**WHAT TO PRODUCE**:
Print all of the material below verbatim, line for line, without changing anything.

::: SUPPLIED INFORMATION

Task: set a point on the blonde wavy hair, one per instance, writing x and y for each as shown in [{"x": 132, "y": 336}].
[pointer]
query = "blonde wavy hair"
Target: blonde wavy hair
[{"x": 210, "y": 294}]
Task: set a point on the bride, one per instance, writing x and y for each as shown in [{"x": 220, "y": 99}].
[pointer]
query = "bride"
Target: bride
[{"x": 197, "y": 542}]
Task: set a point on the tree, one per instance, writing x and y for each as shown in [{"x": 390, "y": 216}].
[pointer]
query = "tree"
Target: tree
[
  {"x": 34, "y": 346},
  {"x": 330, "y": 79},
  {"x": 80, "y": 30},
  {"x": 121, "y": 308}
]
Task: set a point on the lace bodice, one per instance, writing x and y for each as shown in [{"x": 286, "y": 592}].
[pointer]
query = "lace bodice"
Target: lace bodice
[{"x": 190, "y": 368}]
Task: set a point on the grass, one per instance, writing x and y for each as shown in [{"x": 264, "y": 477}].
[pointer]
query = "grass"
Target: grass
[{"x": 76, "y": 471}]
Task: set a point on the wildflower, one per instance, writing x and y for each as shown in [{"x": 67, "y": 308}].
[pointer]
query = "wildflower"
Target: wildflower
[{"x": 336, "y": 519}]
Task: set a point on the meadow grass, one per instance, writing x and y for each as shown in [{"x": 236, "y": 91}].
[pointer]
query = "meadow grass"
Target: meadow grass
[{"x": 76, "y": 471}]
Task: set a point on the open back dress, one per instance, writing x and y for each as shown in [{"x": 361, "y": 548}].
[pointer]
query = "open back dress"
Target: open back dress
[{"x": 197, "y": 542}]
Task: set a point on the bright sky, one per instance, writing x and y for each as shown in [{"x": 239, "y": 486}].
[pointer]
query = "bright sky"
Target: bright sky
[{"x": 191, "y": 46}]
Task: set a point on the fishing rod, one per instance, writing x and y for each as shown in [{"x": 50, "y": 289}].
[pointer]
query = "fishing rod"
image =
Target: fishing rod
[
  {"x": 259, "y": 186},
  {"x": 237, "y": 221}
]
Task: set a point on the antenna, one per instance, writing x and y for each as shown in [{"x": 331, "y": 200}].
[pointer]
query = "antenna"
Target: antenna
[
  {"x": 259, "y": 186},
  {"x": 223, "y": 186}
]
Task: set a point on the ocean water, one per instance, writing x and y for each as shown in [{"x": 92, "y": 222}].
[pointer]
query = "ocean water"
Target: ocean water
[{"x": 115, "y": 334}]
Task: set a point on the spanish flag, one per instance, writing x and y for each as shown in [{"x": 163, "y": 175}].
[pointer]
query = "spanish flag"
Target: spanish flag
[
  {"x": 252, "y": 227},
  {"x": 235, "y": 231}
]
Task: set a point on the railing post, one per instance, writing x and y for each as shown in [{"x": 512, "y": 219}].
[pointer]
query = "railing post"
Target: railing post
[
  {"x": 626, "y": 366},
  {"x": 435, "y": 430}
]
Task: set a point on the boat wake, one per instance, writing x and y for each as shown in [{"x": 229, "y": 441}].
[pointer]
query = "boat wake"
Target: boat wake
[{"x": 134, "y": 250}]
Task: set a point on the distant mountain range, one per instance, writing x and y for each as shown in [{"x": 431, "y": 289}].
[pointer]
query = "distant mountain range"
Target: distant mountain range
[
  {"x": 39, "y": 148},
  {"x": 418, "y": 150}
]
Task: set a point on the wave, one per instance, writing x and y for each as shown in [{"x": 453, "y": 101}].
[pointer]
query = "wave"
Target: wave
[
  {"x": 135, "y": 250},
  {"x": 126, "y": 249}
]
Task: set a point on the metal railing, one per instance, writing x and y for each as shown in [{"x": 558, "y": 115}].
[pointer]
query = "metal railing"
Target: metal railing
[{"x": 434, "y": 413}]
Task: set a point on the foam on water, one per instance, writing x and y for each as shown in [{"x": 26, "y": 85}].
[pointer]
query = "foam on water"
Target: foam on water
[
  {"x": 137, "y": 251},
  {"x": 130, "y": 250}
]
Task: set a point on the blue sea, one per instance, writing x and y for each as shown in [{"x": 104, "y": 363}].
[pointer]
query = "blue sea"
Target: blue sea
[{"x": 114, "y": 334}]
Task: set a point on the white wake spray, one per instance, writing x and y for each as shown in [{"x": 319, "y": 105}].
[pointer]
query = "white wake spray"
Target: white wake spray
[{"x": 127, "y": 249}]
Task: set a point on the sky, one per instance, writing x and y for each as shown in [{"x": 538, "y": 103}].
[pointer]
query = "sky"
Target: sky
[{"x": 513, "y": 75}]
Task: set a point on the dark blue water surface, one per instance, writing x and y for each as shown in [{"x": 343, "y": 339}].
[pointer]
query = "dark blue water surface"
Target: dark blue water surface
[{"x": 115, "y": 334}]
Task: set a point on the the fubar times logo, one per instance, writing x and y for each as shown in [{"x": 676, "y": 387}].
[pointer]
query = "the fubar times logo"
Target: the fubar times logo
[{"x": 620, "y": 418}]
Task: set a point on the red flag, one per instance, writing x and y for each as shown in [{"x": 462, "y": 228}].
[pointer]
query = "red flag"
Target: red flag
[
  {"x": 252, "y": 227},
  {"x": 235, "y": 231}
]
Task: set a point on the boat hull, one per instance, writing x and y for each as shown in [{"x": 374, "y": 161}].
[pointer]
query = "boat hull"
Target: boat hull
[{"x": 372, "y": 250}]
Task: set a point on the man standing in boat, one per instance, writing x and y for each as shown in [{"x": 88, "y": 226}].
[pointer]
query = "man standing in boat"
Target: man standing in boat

::::::

**RESPONSE BELOW**:
Task: set a point on the blonde wavy hair, one per instance, writing x and y for each as shown in [{"x": 132, "y": 336}].
[pointer]
query = "blonde wavy hair"
Target: blonde wavy hair
[{"x": 210, "y": 294}]
Task: set a point on the bride, one per instance, writing x and y for each as shown in [{"x": 220, "y": 99}].
[pointer]
query = "bride"
Target: bride
[{"x": 197, "y": 542}]
Task: set a point on the tree, one per instance, writing x and y for each as shown in [{"x": 390, "y": 216}].
[pointer]
query = "tree"
Target: tree
[
  {"x": 34, "y": 346},
  {"x": 330, "y": 79},
  {"x": 80, "y": 30},
  {"x": 121, "y": 308}
]
Task: set a point on the lace bodice, one per instance, writing x and y for each as shown in [{"x": 286, "y": 592}].
[pointer]
query = "lace bodice"
Target: lace bodice
[{"x": 190, "y": 368}]
Task: set a point on the grass, one per instance, writing x and y for each as shown in [{"x": 264, "y": 477}].
[pointer]
query = "grass"
Target: grass
[{"x": 76, "y": 471}]
Task: set a point on the wildflower, one per instance, writing x and y for each as shown in [{"x": 67, "y": 308}].
[pointer]
query = "wildflower"
Target: wildflower
[{"x": 336, "y": 519}]
Task: set a point on the meadow grass, one per instance, writing x and y for each as shown in [{"x": 236, "y": 91}].
[pointer]
query = "meadow grass"
Target: meadow grass
[{"x": 76, "y": 471}]
Task: set a point on the open back dress, one per instance, writing x and y for each as shown in [{"x": 361, "y": 548}].
[pointer]
query = "open back dress"
Target: open back dress
[{"x": 197, "y": 542}]
Task: set a point on the bright sky, one per instance, writing x and y for each as shown in [{"x": 239, "y": 486}].
[pointer]
query = "bright sky"
Target: bright sky
[{"x": 191, "y": 46}]
Task: set a point on the fishing rod, one per instance, writing x and y for each as shown in [{"x": 50, "y": 289}].
[pointer]
query = "fishing rod"
image =
Target: fishing rod
[
  {"x": 259, "y": 186},
  {"x": 237, "y": 221}
]
Task: set a point on the antenna, one per instance, writing x and y for each as shown in [{"x": 331, "y": 200}].
[pointer]
query = "antenna"
Target: antenna
[
  {"x": 259, "y": 186},
  {"x": 223, "y": 186}
]
Task: set a point on the ocean water, one per instance, writing x and y for each as shown in [{"x": 92, "y": 222}].
[pointer]
query = "ocean water"
Target: ocean water
[{"x": 115, "y": 334}]
Task: set a point on the spanish flag, one per instance, writing x and y for each as shown in [{"x": 163, "y": 175}].
[pointer]
query = "spanish flag"
Target: spanish flag
[
  {"x": 252, "y": 227},
  {"x": 235, "y": 231}
]
Task: set a point on the railing post, one per instance, writing x and y for each as shown in [{"x": 512, "y": 219}].
[pointer]
query = "railing post"
Target: railing post
[
  {"x": 626, "y": 366},
  {"x": 435, "y": 430}
]
Task: set a point on the boat wake, one per instance, writing x and y for each as shown in [{"x": 229, "y": 441}].
[pointer]
query = "boat wake"
Target: boat wake
[{"x": 134, "y": 250}]
Task: set a point on the distant mountain range, one per instance, writing x and y for each as shown in [{"x": 431, "y": 289}].
[pointer]
query = "distant mountain range"
Target: distant mountain range
[
  {"x": 39, "y": 148},
  {"x": 418, "y": 150}
]
Task: set a point on the wave, one per instance, writing x and y for each as shown in [{"x": 453, "y": 101}].
[pointer]
query = "wave"
Target: wave
[
  {"x": 135, "y": 250},
  {"x": 126, "y": 249}
]
Task: set a point on the metal railing, one per instance, writing x and y for each as shown in [{"x": 558, "y": 115}].
[pointer]
query = "metal railing"
Target: metal railing
[{"x": 434, "y": 413}]
Task: set a point on the foam on water, one per instance, writing x and y for each as shown in [{"x": 26, "y": 85}].
[pointer]
query = "foam on water"
Target: foam on water
[
  {"x": 137, "y": 251},
  {"x": 130, "y": 250}
]
Task: set a point on the blue sea, one per instance, writing x and y for each as shown in [{"x": 104, "y": 363}].
[pointer]
query = "blue sea"
Target: blue sea
[{"x": 114, "y": 334}]
Task: set a point on the white wake spray, one per instance, writing x and y for each as shown in [{"x": 319, "y": 105}].
[pointer]
query = "white wake spray"
Target: white wake spray
[{"x": 127, "y": 249}]
Task: set a point on the sky, one per instance, writing x and y for each as shown in [{"x": 538, "y": 103}].
[pointer]
query = "sky"
Target: sky
[{"x": 513, "y": 75}]
Task: set a point on the dark blue water surface, one per instance, writing x and y for each as shown in [{"x": 343, "y": 339}].
[pointer]
query = "dark blue water surface"
Target: dark blue water surface
[{"x": 115, "y": 334}]
Task: set a point on the the fubar times logo, one per instance, writing x and y for each as shown in [{"x": 676, "y": 387}].
[pointer]
query = "the fubar times logo"
Target: the fubar times logo
[{"x": 620, "y": 418}]
Task: set a point on the red flag, one per instance, writing x and y for each as shown in [{"x": 462, "y": 228}].
[pointer]
query = "red flag"
Target: red flag
[
  {"x": 252, "y": 227},
  {"x": 235, "y": 231}
]
Task: set a point on the boat hull, one per instance, writing x and y for each as shown in [{"x": 374, "y": 161}].
[pointer]
query = "boat hull"
Target: boat hull
[{"x": 372, "y": 250}]
Task: set a point on the man standing in boat, one per instance, writing x and y for each as shown in [{"x": 88, "y": 226}].
[pointer]
query = "man standing in boat"
Target: man standing in boat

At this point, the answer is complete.